TO-DO LIST
1. Answer these questions using the KM World post:
(a) In which city is KM World being held?
(b) What theme does the post give for the conference?
(c) According to the media advisory, what is needed to publish transcripts or audio/video recordings of a talk?
2. Decide whether each statement agrees with the KM World post. Answer yes or no for each, and quote the words from the post that decide it.
(a) The media advisory allows brief excerpts and quotes within a critical review.
(b) The media advisory says the content of individual talks belongs to the attendees.
(c) The media advisory appeared on the front page.
3. Translate this sentence from the KM World post into Spanish: "Information Today, Inc. welcomes press and blog coverage of our conferences."

EXTRACTED TEXT
I have some friends and colleagues who are all headed to KM World in San Jose. The theme is KM 2.0: A New World for the Enterprise. So I was a little surprised to find this media advisory on the front page (my suggestions for revision below). This is so completely old school (they are not alone in this). If I was a Podcasters I wouldn’t feel welcome. I’d love to find myself blogging some of the speakers. Examples: Jon Husband, David Gurteen, James Surowiecki, David Snowden, Hubert Saint-Onge, Dave Pollard, Richard McDermott, Verna Allee.
KMWorld & Intranets 2007 - KM 2.0: A New World for the Enterprise
MEDIA ADVISORY: Information Today, Inc. welcomes press and blog coverage of our conferences. The content of individual talks, presentation graphics, and handouts belongs to the speakers and/or conference organizers and may not be duplicated or distributed in whole or in substantial part, by print, electronic, or any other means, without the express written consent of Information Today, Inc. Written permission is required to publish, broadcast, or otherwise distribute transcripts or audio/video recordings of any talk or session by any means, including “podcasting.” Brief excerpts and quotes are permitted in the context of a critical review or broadcast segment. Please link to official transcripts, handouts, or other media objects hosted at the speakers’ or Information Today, Inc.’s Web sites.

(Region annotation entries)
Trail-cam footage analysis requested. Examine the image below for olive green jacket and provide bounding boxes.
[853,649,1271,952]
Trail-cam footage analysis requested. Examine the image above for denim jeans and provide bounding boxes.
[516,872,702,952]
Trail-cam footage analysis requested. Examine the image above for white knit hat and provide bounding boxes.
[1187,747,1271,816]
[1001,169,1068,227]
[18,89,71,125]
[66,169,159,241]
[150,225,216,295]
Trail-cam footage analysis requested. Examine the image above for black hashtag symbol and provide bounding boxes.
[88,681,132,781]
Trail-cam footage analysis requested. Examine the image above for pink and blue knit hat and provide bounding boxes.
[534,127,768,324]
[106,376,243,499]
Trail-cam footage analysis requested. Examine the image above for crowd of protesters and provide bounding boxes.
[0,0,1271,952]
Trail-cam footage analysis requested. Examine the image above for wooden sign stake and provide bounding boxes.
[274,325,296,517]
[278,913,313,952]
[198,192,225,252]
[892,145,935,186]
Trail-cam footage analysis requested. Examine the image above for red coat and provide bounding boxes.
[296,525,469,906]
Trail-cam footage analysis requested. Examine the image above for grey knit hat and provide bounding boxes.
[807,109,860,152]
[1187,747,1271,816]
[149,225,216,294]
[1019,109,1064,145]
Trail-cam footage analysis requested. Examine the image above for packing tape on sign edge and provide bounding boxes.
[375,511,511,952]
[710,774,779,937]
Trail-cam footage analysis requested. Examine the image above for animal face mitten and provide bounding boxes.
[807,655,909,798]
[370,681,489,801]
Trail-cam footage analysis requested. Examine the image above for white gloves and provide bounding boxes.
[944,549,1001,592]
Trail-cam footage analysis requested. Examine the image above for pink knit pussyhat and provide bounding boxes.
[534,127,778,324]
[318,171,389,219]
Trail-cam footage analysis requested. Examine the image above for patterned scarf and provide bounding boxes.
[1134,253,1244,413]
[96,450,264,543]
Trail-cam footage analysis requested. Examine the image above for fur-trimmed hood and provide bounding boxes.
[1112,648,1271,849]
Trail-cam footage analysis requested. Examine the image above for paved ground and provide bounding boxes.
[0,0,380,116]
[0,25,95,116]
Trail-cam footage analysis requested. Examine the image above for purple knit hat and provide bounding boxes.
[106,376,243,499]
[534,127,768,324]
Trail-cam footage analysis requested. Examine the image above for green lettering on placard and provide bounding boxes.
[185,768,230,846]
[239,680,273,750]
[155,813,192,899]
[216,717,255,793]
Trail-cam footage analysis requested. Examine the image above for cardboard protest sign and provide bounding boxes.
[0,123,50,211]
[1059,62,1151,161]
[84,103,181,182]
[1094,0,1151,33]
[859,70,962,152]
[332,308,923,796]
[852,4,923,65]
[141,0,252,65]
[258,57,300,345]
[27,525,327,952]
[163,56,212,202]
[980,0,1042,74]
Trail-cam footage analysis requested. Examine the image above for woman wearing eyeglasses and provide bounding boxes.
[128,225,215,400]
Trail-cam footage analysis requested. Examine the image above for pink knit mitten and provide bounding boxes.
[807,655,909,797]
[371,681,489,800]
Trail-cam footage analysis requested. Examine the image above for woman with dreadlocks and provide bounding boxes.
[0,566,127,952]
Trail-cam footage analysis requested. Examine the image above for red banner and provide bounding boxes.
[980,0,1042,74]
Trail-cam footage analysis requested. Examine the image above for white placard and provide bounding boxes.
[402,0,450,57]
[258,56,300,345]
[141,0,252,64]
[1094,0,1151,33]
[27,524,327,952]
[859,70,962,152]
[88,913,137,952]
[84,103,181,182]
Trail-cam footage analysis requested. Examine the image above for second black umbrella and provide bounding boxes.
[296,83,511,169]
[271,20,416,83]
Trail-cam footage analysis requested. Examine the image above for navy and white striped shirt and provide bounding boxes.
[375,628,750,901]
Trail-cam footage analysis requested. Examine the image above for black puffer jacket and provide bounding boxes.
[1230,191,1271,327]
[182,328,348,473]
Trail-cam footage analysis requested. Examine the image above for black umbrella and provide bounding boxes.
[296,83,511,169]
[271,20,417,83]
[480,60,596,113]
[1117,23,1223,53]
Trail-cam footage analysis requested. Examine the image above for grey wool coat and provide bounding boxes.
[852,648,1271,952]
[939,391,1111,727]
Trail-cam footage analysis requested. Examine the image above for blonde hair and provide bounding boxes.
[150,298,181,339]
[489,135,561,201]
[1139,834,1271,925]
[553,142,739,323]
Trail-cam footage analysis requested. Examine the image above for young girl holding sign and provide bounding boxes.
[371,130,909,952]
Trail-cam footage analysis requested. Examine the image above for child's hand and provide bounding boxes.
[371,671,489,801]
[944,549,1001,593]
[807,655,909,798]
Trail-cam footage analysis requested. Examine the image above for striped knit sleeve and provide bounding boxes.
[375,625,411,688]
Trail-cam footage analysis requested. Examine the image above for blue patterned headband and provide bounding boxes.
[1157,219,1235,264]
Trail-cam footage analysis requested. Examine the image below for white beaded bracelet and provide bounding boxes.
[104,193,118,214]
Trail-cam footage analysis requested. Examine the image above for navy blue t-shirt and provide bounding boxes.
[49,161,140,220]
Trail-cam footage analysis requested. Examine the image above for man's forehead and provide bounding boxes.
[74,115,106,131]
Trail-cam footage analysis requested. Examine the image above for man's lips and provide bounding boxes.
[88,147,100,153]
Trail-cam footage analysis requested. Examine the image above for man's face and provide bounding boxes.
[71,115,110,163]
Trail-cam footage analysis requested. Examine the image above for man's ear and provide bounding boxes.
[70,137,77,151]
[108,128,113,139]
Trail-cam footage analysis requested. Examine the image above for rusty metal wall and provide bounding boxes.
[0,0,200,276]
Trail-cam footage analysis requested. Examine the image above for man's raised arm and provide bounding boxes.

ANSWERS TO THE PROBLEMS
1.
(a) San Jose.
(b) KM 2.0: A New World for the Enterprise.
(c) Written permission.

2.
(a) Yes: "Brief excerpts and quotes are permitted in the context of a critical review or broadcast segment."
(b) No: "belongs to the speakers and/or conference organizers"
(c) Yes: "So I was a little surprised to find this media advisory on the front page"

3. Information Today, Inc. acoge con agrado la cobertura de prensa y de blogs de nuestras conferencias.